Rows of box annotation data

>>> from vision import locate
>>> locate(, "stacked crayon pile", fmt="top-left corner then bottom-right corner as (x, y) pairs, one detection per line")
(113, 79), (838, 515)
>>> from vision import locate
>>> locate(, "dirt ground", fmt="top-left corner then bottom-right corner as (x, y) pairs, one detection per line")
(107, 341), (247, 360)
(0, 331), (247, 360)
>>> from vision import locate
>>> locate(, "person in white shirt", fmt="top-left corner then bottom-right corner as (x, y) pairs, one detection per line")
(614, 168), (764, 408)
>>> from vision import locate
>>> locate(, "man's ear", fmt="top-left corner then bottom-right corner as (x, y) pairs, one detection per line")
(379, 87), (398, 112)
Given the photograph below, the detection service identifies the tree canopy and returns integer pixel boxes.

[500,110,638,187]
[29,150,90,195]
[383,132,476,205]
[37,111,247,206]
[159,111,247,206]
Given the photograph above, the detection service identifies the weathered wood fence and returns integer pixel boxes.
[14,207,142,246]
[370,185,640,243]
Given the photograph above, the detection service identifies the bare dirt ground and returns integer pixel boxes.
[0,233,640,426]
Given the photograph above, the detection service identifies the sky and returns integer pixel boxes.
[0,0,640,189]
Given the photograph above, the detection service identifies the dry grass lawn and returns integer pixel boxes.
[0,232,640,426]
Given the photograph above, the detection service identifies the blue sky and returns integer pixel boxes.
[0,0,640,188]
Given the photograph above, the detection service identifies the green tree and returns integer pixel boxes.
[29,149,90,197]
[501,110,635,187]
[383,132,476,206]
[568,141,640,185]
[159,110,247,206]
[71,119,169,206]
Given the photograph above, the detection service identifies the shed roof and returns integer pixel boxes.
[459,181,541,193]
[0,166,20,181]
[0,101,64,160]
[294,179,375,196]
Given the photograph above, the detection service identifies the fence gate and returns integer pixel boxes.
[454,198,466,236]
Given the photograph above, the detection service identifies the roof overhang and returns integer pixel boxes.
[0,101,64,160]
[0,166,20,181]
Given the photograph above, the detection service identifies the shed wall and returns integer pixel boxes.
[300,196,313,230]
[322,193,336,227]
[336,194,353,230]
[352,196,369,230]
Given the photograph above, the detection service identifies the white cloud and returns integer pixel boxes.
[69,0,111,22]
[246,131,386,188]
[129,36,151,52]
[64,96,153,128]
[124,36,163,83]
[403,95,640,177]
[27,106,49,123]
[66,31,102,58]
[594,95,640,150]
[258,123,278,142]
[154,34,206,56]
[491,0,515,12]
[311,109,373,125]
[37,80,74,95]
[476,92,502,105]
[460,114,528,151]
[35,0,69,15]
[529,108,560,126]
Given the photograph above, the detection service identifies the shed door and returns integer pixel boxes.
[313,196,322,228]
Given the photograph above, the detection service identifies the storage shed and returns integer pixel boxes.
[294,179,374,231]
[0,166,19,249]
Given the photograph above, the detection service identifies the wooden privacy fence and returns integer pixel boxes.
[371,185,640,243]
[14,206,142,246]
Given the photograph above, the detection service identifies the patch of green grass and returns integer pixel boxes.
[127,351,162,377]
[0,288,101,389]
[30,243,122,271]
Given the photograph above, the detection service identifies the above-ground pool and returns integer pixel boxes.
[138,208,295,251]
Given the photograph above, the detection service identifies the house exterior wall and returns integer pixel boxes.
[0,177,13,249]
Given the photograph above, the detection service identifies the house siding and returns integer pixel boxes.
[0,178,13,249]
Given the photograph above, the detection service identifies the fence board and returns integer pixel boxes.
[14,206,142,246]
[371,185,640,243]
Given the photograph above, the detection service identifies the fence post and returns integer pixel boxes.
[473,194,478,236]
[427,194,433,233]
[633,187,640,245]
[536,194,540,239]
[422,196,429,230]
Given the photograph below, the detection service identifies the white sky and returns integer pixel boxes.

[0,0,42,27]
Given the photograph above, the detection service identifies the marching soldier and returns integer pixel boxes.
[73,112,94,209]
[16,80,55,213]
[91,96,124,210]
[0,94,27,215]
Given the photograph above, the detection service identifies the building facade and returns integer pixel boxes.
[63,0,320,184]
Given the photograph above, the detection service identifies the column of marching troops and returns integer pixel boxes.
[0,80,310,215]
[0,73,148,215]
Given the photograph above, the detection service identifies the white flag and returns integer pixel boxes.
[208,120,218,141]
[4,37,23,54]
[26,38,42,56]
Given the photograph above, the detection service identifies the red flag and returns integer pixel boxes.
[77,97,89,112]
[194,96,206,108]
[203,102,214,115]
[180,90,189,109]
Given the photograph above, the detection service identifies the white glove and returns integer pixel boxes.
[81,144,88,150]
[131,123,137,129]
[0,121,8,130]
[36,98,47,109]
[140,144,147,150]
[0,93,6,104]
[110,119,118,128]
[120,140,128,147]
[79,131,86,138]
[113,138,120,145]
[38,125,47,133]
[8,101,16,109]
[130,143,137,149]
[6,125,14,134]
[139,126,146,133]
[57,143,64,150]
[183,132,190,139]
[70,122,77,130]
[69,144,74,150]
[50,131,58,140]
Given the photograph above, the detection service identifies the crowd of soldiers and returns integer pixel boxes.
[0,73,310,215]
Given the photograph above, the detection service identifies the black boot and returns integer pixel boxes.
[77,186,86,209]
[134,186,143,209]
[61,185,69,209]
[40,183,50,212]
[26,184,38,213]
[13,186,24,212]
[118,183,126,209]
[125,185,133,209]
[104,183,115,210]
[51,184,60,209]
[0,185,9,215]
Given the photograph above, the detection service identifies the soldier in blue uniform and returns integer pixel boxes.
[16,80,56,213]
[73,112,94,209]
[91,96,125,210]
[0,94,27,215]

...

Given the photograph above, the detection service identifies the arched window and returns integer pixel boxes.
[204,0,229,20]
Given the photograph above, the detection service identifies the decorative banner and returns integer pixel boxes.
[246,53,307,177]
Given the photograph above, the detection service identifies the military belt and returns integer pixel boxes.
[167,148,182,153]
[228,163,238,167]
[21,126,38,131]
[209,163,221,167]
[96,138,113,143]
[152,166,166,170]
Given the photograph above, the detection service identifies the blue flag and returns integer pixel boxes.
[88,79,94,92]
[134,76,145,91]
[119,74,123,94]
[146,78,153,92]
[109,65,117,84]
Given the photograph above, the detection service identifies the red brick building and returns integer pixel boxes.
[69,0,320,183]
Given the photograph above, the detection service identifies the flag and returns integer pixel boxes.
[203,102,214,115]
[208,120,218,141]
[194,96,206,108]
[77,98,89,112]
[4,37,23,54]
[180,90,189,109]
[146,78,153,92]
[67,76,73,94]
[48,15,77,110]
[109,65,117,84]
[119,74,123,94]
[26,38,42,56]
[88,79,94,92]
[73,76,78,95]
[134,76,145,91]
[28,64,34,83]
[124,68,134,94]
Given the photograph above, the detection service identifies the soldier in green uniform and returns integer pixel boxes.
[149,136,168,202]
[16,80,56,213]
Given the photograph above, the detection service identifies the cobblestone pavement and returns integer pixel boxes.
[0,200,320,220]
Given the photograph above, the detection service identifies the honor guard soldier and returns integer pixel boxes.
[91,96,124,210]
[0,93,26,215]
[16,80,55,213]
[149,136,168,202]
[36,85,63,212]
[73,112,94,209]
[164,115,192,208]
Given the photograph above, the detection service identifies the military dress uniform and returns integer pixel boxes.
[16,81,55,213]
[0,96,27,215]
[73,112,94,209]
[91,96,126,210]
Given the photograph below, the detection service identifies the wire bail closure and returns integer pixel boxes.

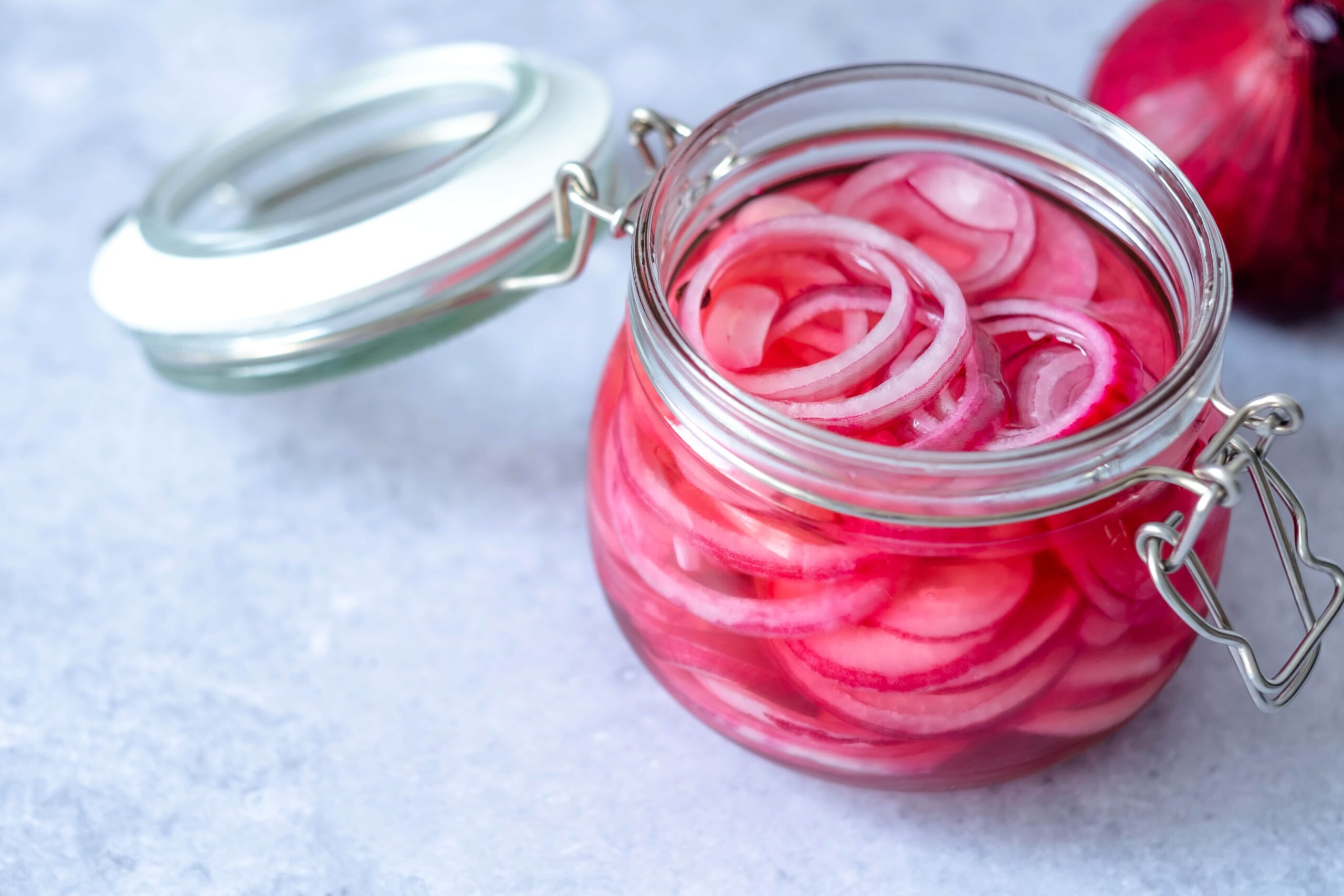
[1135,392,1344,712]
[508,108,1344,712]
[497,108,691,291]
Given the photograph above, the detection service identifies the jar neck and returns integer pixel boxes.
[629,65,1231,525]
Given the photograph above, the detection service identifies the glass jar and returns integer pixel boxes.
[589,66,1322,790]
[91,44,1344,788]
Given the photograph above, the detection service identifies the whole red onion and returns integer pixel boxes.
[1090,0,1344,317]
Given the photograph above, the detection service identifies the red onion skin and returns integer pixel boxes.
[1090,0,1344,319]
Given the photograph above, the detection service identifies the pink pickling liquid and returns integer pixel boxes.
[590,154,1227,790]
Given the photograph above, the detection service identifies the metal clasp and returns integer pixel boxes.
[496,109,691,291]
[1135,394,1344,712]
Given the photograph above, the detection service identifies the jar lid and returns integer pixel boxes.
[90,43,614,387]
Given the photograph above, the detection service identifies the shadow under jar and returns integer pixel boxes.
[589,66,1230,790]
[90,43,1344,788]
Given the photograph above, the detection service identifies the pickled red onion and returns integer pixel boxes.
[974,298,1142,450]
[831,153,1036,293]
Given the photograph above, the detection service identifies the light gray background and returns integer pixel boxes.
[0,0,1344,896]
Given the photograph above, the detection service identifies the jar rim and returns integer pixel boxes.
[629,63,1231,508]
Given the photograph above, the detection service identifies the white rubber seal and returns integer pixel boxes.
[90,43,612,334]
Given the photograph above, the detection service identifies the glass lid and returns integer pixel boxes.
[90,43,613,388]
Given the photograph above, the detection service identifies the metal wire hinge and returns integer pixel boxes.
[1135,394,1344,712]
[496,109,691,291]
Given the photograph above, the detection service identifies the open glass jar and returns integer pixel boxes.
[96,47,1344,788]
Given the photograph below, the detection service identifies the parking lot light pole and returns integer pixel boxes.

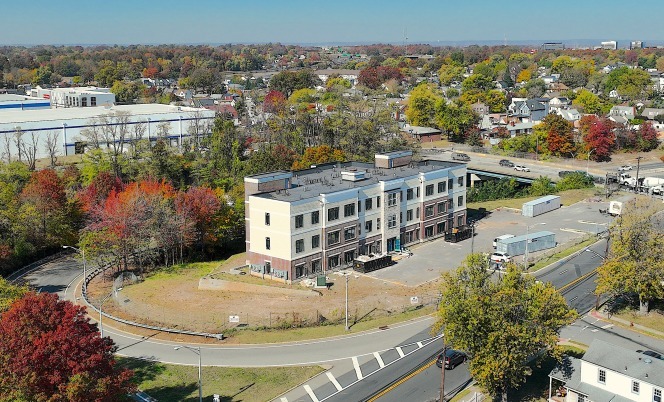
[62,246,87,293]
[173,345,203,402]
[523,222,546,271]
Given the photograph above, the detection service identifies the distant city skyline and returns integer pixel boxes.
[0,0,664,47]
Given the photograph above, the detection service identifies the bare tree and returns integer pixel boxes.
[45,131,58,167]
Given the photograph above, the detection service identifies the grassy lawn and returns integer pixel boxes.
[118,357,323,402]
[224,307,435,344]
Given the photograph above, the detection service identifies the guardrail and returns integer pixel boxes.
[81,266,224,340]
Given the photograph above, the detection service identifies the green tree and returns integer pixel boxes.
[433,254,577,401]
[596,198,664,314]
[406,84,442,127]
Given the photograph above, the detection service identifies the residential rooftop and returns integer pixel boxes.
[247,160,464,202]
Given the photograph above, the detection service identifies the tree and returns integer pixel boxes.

• [Objective]
Please rewrite the rows between the line holding "roof and returns integer pixel boxes." and the line holding "[352,196,369,230]", inclusive, renaming "shed" to "barn" and leaving everything else unchanged.

• [Result of the exercise]
Given the photograph above, the detection service identifies the barn roof and returns integer pixel boxes.
[459,181,541,193]
[0,166,20,181]
[0,101,64,160]
[294,179,375,196]
Given the photograph above, the detection service identifies the fence gate and returns integer pixel boxes.
[454,198,466,236]
Given the photograph above, the detection service identifies the roof overhang and returns integer pixel boxes.
[0,101,64,160]
[0,166,20,181]
Given the photograph above, the detection service identifies the barn wall and returns integer pixel boxes.
[300,196,313,230]
[322,193,336,227]
[336,194,353,230]
[352,196,369,230]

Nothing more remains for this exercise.